Tuesday, September 6, 2016

Brazil’s Rousseff Impeached and Removed from Office: A Case of Partisan Politics?

Dilma Rousseff was impeached and removed from office at the end of August, 2016. The state’s senate voted 61-20 to convict her on charges that she used illegal bookkeeping maneuvers to hid a growing budget deficit.[1] Her defense that she did not enrich herself through public office—that she did not steal public money for her own account—can be regarded as an attempt to deflect the legislators from the existing charges.[2] Only 56 legislators were necessary for a two-thirds majority. Given the problems of hyperinflation and fiscal mismanagement, including a growing public debt, her offenses were “deemed an impeachable crime.”[3] Although Brazil was hardly the only country where the chief executive has sought under political pressure to make a budget deficit look smaller than it actually was, enforcing deterring consequences even just in this case is laudable—while other, partisan motives, detracted from the vote’s legitimacy.

In a representative democracy, the popular sovereign—the People—have a right and interest in getting accurate deficit figures from their government. Put another way, accounting gimmicks have no place in a republic. Rousseff’s impeachment and removal from office would be inappropriate, however, to the extent that the legislators were motivated by partisanship or even displeasure as to the government’s economic performance. The point of having terms of office is to insulate office holders so they can enact painful measures that are nonetheless needed, such as efforts to reduce the debt. Not even something less than success with deficits warrants removal of office, for elections serve that purpose without compromising the institution of a term of office.

Stored data:
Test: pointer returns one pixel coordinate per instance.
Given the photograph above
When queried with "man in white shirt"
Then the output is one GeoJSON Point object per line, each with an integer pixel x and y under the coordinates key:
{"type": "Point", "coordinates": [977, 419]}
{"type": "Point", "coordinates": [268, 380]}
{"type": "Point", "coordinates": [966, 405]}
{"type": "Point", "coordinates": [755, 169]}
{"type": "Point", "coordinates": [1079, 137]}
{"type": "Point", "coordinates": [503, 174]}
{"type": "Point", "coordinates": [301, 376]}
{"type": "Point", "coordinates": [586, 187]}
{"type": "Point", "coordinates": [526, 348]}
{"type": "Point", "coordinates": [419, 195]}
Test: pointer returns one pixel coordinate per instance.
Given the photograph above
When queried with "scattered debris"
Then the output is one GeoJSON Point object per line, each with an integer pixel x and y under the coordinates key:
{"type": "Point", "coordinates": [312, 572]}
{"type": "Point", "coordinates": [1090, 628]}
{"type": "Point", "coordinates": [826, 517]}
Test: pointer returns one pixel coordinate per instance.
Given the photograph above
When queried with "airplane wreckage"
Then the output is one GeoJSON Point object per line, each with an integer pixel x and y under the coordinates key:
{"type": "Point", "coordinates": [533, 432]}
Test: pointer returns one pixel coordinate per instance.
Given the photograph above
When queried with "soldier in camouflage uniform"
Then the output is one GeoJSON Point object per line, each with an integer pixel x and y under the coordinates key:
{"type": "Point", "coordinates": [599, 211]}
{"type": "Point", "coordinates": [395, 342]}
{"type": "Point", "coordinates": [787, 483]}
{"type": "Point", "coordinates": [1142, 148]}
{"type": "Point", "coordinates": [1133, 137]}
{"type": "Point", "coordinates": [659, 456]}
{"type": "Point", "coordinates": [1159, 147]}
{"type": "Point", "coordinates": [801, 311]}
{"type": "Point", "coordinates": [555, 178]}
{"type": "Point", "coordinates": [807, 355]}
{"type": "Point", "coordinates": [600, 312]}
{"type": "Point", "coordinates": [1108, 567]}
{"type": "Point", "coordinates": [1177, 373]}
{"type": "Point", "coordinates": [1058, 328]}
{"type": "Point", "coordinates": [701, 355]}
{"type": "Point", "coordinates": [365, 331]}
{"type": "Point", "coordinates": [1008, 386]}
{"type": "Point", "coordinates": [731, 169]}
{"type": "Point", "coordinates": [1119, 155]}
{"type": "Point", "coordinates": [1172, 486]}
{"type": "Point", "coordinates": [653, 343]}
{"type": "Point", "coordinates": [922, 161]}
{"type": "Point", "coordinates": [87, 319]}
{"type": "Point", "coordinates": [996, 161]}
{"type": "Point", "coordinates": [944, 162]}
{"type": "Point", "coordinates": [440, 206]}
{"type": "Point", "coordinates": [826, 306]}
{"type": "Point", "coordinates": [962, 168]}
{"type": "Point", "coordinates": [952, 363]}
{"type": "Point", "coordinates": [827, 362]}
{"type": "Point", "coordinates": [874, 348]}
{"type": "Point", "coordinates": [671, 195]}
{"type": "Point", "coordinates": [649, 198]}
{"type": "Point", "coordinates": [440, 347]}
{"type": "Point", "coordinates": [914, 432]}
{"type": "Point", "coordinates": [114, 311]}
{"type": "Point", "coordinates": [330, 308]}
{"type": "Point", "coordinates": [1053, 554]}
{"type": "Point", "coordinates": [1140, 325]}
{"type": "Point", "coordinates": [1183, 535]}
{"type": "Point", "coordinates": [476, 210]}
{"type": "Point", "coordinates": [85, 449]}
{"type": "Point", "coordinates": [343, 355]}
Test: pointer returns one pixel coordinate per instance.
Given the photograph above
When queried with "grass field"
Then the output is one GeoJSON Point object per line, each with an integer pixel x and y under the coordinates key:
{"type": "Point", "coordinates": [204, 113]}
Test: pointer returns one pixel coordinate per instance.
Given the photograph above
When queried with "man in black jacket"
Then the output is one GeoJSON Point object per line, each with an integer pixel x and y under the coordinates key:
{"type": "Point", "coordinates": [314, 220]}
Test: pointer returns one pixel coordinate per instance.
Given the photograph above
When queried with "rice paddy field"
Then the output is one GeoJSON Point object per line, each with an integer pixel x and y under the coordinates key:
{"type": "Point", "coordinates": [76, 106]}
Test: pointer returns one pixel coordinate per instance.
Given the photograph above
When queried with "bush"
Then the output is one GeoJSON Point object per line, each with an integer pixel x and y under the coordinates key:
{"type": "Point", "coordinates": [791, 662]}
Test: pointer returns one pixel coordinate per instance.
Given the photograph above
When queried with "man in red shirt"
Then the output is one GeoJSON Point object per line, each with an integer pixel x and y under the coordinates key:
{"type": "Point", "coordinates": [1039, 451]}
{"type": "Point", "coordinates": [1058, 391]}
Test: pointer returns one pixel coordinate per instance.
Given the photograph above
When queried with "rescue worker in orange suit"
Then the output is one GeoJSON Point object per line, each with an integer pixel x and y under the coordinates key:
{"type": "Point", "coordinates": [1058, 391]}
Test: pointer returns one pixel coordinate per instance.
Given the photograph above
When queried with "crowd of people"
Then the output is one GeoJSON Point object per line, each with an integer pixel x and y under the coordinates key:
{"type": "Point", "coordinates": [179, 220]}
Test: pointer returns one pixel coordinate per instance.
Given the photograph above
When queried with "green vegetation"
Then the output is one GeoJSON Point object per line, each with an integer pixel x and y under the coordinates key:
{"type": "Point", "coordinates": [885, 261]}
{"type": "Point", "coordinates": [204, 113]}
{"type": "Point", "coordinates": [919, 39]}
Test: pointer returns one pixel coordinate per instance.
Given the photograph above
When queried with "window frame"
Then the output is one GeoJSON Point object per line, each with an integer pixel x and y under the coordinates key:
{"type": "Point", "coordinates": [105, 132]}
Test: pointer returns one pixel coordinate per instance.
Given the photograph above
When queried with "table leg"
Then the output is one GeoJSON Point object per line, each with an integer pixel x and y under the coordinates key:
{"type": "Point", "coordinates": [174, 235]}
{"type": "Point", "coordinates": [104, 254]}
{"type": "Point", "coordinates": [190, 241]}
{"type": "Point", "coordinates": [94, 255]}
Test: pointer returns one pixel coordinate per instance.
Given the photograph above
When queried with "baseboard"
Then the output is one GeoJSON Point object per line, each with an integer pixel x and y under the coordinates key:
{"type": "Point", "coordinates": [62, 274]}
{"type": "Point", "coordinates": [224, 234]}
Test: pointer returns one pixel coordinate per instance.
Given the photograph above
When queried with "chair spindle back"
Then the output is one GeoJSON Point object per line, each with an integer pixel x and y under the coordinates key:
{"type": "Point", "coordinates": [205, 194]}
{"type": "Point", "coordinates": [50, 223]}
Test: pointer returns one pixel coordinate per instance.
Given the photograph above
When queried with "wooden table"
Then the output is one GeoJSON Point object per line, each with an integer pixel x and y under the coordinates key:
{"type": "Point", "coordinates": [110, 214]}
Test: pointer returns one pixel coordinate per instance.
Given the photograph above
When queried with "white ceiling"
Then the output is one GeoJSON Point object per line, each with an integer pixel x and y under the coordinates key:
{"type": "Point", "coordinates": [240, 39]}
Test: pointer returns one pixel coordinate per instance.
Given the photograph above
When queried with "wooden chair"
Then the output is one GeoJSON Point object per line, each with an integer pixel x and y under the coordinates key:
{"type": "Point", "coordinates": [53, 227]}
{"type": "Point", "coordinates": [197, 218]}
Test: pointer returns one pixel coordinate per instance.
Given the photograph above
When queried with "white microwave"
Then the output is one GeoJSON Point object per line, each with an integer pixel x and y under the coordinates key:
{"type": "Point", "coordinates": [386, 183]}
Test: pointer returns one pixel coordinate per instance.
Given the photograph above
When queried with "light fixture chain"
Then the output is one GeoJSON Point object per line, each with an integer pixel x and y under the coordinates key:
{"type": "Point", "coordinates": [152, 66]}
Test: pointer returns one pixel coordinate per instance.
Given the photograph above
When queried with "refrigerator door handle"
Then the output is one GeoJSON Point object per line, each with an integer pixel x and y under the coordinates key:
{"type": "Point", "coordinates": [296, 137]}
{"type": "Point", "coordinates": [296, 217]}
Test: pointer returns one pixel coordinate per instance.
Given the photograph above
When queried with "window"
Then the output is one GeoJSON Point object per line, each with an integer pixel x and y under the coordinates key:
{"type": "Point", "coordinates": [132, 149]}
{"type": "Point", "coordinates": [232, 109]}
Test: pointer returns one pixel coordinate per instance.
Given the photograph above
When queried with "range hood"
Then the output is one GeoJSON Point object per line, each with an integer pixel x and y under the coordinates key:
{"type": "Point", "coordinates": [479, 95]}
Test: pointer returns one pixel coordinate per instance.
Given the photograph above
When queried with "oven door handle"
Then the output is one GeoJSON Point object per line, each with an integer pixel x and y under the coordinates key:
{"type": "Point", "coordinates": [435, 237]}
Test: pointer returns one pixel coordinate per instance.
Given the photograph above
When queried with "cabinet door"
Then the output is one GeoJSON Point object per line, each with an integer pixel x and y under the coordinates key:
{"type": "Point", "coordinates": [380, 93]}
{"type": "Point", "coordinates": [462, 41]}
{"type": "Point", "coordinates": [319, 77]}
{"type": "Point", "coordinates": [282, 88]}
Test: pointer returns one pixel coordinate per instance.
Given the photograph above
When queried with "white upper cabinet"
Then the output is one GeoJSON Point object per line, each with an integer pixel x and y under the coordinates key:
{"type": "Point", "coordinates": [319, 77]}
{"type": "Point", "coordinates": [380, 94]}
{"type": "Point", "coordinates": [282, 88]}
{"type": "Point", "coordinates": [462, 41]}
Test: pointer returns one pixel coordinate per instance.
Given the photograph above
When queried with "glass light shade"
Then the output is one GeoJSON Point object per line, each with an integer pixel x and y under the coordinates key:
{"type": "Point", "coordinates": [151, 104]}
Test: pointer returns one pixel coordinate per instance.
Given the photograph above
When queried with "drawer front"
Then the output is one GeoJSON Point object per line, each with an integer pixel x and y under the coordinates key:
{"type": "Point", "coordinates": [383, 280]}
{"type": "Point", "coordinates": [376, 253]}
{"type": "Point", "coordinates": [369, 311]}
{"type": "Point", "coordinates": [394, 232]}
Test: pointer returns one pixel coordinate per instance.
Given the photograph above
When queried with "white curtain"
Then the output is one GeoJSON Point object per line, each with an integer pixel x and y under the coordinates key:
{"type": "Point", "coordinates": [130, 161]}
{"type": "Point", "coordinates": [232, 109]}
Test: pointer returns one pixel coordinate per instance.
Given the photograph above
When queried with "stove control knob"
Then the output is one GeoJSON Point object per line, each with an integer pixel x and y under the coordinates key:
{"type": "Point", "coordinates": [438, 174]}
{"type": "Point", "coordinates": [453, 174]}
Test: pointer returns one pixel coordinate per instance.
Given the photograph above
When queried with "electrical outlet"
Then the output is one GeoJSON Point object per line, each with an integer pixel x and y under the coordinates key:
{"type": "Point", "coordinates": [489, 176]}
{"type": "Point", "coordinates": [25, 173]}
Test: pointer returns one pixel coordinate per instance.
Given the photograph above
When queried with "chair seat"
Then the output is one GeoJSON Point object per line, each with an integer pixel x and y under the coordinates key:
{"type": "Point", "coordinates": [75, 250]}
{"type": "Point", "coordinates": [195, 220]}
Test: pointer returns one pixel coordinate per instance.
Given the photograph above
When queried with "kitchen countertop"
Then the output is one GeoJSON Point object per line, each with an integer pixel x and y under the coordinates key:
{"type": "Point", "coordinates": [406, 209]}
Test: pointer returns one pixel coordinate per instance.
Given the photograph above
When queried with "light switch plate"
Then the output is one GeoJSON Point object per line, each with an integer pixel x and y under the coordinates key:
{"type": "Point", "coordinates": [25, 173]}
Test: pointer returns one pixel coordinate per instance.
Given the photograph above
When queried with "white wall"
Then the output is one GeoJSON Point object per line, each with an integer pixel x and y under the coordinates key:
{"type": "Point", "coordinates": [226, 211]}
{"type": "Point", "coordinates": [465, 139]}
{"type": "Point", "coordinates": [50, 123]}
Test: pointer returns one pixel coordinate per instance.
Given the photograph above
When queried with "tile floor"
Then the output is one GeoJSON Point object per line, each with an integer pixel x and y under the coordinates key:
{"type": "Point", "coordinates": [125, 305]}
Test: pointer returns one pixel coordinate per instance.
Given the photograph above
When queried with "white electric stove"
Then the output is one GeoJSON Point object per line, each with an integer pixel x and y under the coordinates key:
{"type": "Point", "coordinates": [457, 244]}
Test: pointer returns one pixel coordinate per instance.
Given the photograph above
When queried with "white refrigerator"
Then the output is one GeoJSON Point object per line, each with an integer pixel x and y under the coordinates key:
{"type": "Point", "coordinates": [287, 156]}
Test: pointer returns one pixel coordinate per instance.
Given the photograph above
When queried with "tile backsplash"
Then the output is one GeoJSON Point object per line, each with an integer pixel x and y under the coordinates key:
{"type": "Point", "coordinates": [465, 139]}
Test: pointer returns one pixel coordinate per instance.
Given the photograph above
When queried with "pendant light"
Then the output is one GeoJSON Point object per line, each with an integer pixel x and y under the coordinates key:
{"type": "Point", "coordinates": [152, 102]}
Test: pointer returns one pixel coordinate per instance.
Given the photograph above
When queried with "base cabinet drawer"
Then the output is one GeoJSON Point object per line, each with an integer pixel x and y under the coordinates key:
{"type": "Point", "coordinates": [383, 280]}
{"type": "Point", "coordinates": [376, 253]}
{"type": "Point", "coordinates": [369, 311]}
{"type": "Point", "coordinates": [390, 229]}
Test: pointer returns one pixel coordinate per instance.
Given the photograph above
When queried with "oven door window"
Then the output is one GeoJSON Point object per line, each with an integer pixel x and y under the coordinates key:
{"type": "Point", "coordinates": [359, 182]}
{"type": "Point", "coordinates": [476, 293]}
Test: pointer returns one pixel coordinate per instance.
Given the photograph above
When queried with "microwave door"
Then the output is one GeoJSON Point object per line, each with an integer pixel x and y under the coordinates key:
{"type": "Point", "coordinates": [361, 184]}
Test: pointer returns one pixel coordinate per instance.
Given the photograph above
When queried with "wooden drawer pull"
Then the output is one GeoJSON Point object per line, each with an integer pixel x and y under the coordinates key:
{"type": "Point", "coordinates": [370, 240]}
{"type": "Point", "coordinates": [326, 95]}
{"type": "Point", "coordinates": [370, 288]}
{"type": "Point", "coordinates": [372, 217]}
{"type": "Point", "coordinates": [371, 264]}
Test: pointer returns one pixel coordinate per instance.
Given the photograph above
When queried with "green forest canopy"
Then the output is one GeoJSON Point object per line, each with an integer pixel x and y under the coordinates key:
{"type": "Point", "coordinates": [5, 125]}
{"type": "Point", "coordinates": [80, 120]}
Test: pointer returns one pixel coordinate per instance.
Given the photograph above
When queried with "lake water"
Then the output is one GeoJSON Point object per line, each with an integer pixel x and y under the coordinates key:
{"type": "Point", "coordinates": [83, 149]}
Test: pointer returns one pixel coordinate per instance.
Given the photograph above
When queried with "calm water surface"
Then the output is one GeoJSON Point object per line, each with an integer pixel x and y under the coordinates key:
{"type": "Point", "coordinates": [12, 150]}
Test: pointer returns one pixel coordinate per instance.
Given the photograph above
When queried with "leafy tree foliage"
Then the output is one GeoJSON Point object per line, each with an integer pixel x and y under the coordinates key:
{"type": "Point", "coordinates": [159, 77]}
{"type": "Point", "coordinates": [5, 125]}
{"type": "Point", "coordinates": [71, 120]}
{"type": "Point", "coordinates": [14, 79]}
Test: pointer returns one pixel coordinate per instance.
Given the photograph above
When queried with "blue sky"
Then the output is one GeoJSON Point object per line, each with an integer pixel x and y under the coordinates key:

Complete the following:
**1)** Decide whether each statement agrees with the Rousseff article, answering yes or no and quoting the deciding words: (a) The senate vote to convict Rousseff was 61-20. (b) Sixty legislators were needed for a two-thirds majority. (c) Falling short of success with deficits justifies removing an office holder.
**2)** Reproduce the Rousseff article word for word, starting with "In a representative" and going on through "term of office.".
The records have no connection to the Rousseff article.

Results in order:
**1)**
(a) Yes: "The state’s senate voted 61-20 to convict her"
(b) No: "Only 56 legislators were necessary for a two-thirds majority."
(c) No: "Not even something less than success with deficits warrants removal of office"

**2)**
In a representative democracy, the popular sovereign—the People—have a right and interest in getting accurate deficit figures from their government. Put another way, accounting gimmicks have no place in a republic. Rousseff’s impeachment and removal from office would be inappropriate, however, to the extent that the legislators were motivated by partisanship or even displeasure as to the government’s economic performance. The point of having terms of office is to insulate office holders so they can enact painful measures that are nonetheless needed, such as efforts to reduce the debt. Not even something less than success with deficits warrants removal of office, for elections serve that purpose without compromising the institution of a term of office.